___ Texte source ___
RITA GAM
- Céline Colassin
- 27 avr.
- 7 min de lecture

La carrière et somme toute le destin de Rita Gam sont bien étranges et probablement uniques en leur genre. Le parcours de l’actrice semble être constellé de rendez-vous manqués, parfois d’un cheveu, la laissant toujours en marge d’une notoriété frôlée.
Rita Gam vient au monde le 2 Avril 1927 à Pittsburgh sous le patronyme de Rita MacKey. La famille de Rita est d’origine judéo roumaine. Elle choisira comme pseudonyme le nom de son beau père Benjamin Gam. Rita grandit à New-York et comme bien des jeunes filles de la « Big Apple » elle rêve d’être actrice. Elle fera ses premiers pas à Broadway en 1946 avant que sa beauté ne la fasse repérer et qu’elle soit littéralement annexée par la télévision. Elle a 20 ans lorsque le public américain la découvre, médusé par sa beauté sur son petit écran.
En 1949, Rita épouse l’élu de son coeur. Un jeune juif polonais acteur de théâtre yiddish et réalisateur de télévision. Elle est loin d’imaginer qu’en devenant madame Sidney Lumet, elle devient l’épouse d’un des très grands futurs réalisateurs d’Hollywood. Celui qui sera un jour considéré à l’égal des plus grands maîtres et comme un des cinéastes essentiels de sa génération. En 1949, l’un comme l’autre sont bien loin d’imaginer un tel avenir.
Rita Gam est une actrice de télévision il est vrai très sollicitée car on la compare, suivant les semaines et les magazines, à Hedy Lamarr ou à Ava Gardner. Comment dans ces conditions la MGM ne se montrerait-elle pas intéressée? Nous sommes en 1952 lorsque la MGM propose un « test » à Rita Gam.

Hedy Lamarr il faut bien l’admettre ne fut jamais un investissement rentable quant à Avec Gardner, devenue madame Sinatra elle est par la même occasion devenue une actrice intraitable, rejetant tous les rôles et passant son temps à être « suspendue » par le studio.
Si cette Rita Gam pouvait d’un seul coup remplacer les deux, quelle aubaine ce serait! Le test s’étant révélé semble-il concluant, Rita fut parachutée dans le rôle de la méchante dans « Le Voleur » face à Ray Milland. Un rôle qui aura la particularité de ne pas avoir une seule ligne de texte. La MGM mit les petits plats d’or dans les grands d’argent pour lancer Rita Comme la nouvelle Ava Lamarr ou Edy Gardner, comme on veut. La presse s’ébaubissait sur la « nouvelle venue » « Rita Gam rechignait à quitter New-York et son jeune mari mais l’offre que lui a faite la MGM est tout simplement irrésistible, c’est pour tout dire du jamais vu! » lit-on sous la plume des commères.
___ Jeu de données ___
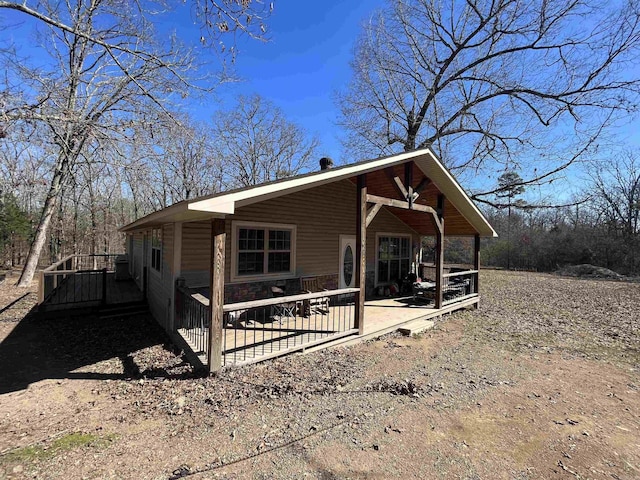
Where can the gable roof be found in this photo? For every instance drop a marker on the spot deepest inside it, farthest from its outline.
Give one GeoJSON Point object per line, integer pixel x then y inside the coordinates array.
{"type": "Point", "coordinates": [225, 203]}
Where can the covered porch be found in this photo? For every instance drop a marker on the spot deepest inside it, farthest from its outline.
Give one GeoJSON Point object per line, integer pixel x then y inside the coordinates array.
{"type": "Point", "coordinates": [262, 329]}
{"type": "Point", "coordinates": [219, 262]}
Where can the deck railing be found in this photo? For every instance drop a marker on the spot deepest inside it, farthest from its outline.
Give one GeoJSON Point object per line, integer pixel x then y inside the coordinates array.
{"type": "Point", "coordinates": [82, 278]}
{"type": "Point", "coordinates": [192, 319]}
{"type": "Point", "coordinates": [275, 326]}
{"type": "Point", "coordinates": [261, 329]}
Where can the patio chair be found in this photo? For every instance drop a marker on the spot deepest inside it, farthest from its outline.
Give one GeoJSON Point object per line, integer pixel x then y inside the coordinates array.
___
• **Consigne**
D'après le texte sur Rita Gam, dans quel film la MGM lui confie-t-elle un rôle après son test, et face à quel acteur ?

• **Corrigé**
Dans « Le Voleur », face à Ray Milland.